[Collected data]
BEGIN
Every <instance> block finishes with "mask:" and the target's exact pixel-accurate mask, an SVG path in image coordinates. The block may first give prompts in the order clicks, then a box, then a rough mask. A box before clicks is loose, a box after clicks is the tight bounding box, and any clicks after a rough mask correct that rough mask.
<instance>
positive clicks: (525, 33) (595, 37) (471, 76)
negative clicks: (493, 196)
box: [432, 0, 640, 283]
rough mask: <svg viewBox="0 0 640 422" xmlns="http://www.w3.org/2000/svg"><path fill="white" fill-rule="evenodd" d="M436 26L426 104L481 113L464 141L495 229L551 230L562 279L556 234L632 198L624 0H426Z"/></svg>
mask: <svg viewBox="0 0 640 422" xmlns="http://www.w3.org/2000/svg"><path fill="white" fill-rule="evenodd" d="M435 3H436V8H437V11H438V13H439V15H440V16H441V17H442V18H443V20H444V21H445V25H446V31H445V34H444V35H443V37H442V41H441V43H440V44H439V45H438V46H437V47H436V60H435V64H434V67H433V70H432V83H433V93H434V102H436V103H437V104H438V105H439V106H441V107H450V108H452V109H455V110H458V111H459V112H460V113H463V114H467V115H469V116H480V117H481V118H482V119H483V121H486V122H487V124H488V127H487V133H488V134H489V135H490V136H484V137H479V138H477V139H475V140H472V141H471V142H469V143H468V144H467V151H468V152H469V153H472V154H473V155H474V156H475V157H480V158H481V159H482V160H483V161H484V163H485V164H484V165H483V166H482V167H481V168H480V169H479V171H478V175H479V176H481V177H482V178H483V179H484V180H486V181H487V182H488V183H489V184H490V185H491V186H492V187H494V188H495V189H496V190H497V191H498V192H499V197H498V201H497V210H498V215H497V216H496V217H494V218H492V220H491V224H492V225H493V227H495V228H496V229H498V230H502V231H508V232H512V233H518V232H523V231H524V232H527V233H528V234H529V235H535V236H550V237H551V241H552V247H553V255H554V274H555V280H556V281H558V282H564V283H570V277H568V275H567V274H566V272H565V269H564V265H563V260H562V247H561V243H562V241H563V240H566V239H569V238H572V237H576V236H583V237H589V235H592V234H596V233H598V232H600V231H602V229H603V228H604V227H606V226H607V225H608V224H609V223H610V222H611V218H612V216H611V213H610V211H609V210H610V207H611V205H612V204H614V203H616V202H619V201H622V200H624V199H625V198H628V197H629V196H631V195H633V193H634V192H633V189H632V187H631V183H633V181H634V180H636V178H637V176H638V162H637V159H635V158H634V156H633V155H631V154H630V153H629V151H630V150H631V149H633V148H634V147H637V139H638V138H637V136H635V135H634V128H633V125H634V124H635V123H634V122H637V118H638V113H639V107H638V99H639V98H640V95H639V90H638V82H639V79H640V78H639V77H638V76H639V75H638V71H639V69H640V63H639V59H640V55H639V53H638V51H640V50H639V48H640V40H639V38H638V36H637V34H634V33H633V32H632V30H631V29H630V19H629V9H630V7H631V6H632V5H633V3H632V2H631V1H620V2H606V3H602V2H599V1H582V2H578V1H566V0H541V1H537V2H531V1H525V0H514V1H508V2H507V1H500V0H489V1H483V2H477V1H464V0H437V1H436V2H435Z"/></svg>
END
- What is expected -
Repeat the data in its entirety, exactly as written.

- Response to this exercise -
Every <instance> block finishes with "mask:" and the target's exact pixel-accurate mask, an SVG path in image coordinates. The block may first give prompts in the order clicks, then a box, then a rough mask. A box before clicks is loose, a box after clicks is the tight bounding box, and any clicks after a rough mask correct that rough mask.
<instance>
positive clicks: (525, 33) (595, 37) (471, 76)
negative clicks: (493, 196)
box: [432, 0, 640, 283]
rough mask: <svg viewBox="0 0 640 422" xmlns="http://www.w3.org/2000/svg"><path fill="white" fill-rule="evenodd" d="M436 26L426 104L481 113L464 141L495 229L551 230L562 279L556 234L632 198L624 0H426Z"/></svg>
mask: <svg viewBox="0 0 640 422" xmlns="http://www.w3.org/2000/svg"><path fill="white" fill-rule="evenodd" d="M435 3H436V8H437V11H438V13H439V15H440V16H441V17H442V18H443V20H444V21H445V25H446V31H445V34H444V35H443V37H442V41H441V43H440V44H439V45H438V46H437V47H436V60H435V64H434V67H433V70H432V83H433V93H434V102H436V103H437V104H438V105H439V106H441V107H450V108H452V109H455V110H458V111H459V112H460V113H463V114H467V115H469V116H480V117H481V118H482V119H483V121H486V122H487V124H488V127H487V133H488V134H489V135H490V136H484V137H479V138H477V139H475V140H472V141H471V142H469V143H468V144H467V151H468V152H469V153H472V154H473V155H474V156H475V157H480V158H481V159H482V160H483V161H484V163H485V164H484V165H483V166H482V167H481V168H480V169H479V171H478V175H479V176H481V177H482V178H483V179H484V180H486V181H487V182H488V183H489V184H490V185H491V186H492V187H494V188H495V189H496V190H497V191H498V192H499V197H498V201H497V210H498V215H497V216H496V217H494V218H492V220H491V224H492V225H493V227H495V228H496V229H498V230H502V231H508V232H512V233H518V232H523V231H524V232H527V233H528V234H529V235H535V236H550V237H551V241H552V247H553V255H554V274H555V280H556V281H558V282H564V283H570V277H568V275H567V274H566V272H565V269H564V265H563V260H562V247H561V243H562V241H563V240H566V239H569V238H572V237H576V236H583V237H589V235H592V234H596V233H598V232H600V231H602V229H603V228H604V227H606V226H607V225H608V224H609V223H610V222H611V218H612V216H611V213H610V211H609V210H610V207H611V205H612V204H614V203H616V202H619V201H622V200H624V199H625V198H628V197H629V196H631V195H633V193H634V192H633V189H632V187H631V183H633V181H634V180H636V178H637V176H638V162H637V159H635V158H634V156H633V155H631V154H630V153H629V151H630V150H631V149H633V148H634V147H637V139H638V138H637V136H635V135H634V128H633V125H634V124H635V123H634V122H637V118H638V113H639V107H638V99H639V98H640V95H639V90H638V82H639V79H640V78H639V77H638V76H639V75H638V71H639V69H640V63H639V59H640V55H639V53H638V51H640V50H639V48H640V40H639V38H638V36H637V34H634V33H633V32H632V30H631V29H630V19H629V9H630V7H631V6H632V5H633V3H632V2H631V1H620V2H606V3H602V2H599V1H582V2H578V1H566V0H541V1H537V2H531V1H525V0H514V1H508V2H507V1H500V0H489V1H483V2H477V1H464V0H437V1H436V2H435Z"/></svg>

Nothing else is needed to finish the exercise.